MDC Gave Miami-Dade State Attorney the 'Opportunity to Launch'
|Katherine Fernández Rundle|
As state attorney for Miami-Dade County, Katherine Fernández Rundle has worked passionately and tirelessly to create and promote a safe community in which to live and raise our families.
Her desire to continuously strive for this goal has its origins in principles instilled by her father, Dr. Carlos Benito Fernández, the first Hispanic judge in Miami-Dade County, who undertook similar causes.
Fernández Rundle began her legal career as a student at Miami Dade College. After receiving her Associate in Arts, she transferred to the University of Miami, earned a bachelor’s degree, and then concluded her studies at the University of Cambridge in London, where she completed a master’s and law degree.
In 1977, Fernández Rundle was recruited to work in the Miami-Dade State Attorney’s Office. She rose through the ranks as a trial attorney prosecuting all types of criminal cases in the 11th Judicial Circuit. Ultimately, she served as chief assistant state attorney under Janet Reno.

> [RECORDED DATA]:
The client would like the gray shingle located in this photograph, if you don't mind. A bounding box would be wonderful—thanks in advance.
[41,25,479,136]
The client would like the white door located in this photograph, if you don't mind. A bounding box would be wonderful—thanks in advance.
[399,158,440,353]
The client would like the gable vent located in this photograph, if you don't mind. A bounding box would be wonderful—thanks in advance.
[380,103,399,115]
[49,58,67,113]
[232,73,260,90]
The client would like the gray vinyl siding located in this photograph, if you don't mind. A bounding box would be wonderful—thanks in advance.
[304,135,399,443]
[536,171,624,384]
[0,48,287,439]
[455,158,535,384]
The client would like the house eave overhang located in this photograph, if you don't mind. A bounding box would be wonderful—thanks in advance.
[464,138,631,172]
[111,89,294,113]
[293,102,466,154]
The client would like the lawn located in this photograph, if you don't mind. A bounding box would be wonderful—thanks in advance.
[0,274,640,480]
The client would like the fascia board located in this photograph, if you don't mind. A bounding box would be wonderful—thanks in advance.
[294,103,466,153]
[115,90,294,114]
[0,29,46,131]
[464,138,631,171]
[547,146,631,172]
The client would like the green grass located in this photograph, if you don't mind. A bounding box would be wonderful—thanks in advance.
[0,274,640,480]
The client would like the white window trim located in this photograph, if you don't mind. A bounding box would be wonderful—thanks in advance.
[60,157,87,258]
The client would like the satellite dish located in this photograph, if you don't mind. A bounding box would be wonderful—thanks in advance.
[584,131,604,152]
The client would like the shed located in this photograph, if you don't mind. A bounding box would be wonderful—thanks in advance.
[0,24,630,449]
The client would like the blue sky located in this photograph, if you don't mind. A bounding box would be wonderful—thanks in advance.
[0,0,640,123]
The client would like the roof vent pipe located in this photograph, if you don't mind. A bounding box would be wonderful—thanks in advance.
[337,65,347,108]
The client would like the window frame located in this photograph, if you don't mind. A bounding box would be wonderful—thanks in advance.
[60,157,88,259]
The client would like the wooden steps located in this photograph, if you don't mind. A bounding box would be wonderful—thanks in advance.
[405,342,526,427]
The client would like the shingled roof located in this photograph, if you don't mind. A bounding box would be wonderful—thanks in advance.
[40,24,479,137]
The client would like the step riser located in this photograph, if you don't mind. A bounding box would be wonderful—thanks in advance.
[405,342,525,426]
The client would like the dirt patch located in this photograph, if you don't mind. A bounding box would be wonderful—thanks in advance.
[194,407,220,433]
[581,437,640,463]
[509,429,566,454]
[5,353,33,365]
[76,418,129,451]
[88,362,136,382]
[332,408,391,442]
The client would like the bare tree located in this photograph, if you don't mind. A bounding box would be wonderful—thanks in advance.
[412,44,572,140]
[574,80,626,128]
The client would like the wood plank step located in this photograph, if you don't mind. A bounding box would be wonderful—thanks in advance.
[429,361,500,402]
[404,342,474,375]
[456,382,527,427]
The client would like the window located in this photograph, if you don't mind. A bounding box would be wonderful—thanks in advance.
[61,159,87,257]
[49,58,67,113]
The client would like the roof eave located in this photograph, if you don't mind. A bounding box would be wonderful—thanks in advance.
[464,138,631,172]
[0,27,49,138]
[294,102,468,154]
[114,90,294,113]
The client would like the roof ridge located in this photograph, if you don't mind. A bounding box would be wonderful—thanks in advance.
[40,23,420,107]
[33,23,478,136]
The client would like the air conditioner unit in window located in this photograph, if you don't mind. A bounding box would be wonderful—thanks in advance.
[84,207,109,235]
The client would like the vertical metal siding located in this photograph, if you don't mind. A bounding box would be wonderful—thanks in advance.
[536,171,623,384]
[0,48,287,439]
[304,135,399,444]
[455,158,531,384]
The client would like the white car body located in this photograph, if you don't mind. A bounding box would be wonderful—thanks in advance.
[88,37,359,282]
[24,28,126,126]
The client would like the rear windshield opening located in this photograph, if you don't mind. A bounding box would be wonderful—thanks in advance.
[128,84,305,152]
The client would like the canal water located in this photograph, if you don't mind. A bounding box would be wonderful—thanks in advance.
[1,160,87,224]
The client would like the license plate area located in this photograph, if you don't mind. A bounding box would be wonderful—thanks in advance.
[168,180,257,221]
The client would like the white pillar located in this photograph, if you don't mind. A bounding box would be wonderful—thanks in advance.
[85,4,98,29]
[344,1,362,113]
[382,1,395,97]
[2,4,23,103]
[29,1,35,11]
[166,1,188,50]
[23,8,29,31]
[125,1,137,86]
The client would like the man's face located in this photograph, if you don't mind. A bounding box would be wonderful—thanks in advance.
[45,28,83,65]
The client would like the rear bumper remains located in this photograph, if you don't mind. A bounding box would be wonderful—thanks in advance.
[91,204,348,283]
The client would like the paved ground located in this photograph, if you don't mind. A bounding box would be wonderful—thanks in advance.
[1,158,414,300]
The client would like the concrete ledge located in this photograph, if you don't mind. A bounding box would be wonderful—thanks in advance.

> [WHAT YOU NEED TO DO]:
1. Answer these questions using the profile of Katherine Fernández Rundle:
(a) What distinction does the profile give her father, Dr. Carlos Benito Fernández?
(b) What did she receive at Miami Dade College before transferring?
(c) In what year was she recruited to work in the Miami-Dade State Attorney's Office?
2. Summarize the profile of Katherine Fernández Rundle in two sentences.
3. Carry on the profile of Katherine Fernández Rundle, starting right after its final sentence.

> [ANSWER SET]:
1.
(a) He was the first Hispanic judge in Miami-Dade County.
(b) An Associate in Arts.
(c) 1977.

2. Katherine Fernández Rundle, state attorney for Miami-Dade County, has worked to promote a safe community, a goal rooted in principles instilled by her father, the county's first Hispanic judge. She began her legal career as a student at Miami Dade College and was recruited to the State Attorney's Office in 1977, where she rose from trial attorney to chief assistant state attorney under Janet Reno.

3.
Gov. Lawton Chiles appointed her as Reno’s successor in 1993, making her the first female Hispanic state attorney in Florida.
Prior to her appointment, The Miami Herald reported Fernández Rundle’s colleagues and observers described her as “hard working, politically connected and committed to improving the courthouse with innovations.”
Since first taking the oath of office 15 years ago, she has played an instrumental part in the creation of numerous diversion and crime prevention programs in the criminal courts, including the nationally recognized Drug Court Program and the Domestic Violence Court. She has been a driving force in establishing pioneer educational programs that reach out to all segments of the community.
She has led the state successfully in several efforts that have helped write legislation to combat crime and enhance sentencing guidelines. Fernández Rundle has also focused heavily on public corruption with the intent of maintaining the integrity of public systems.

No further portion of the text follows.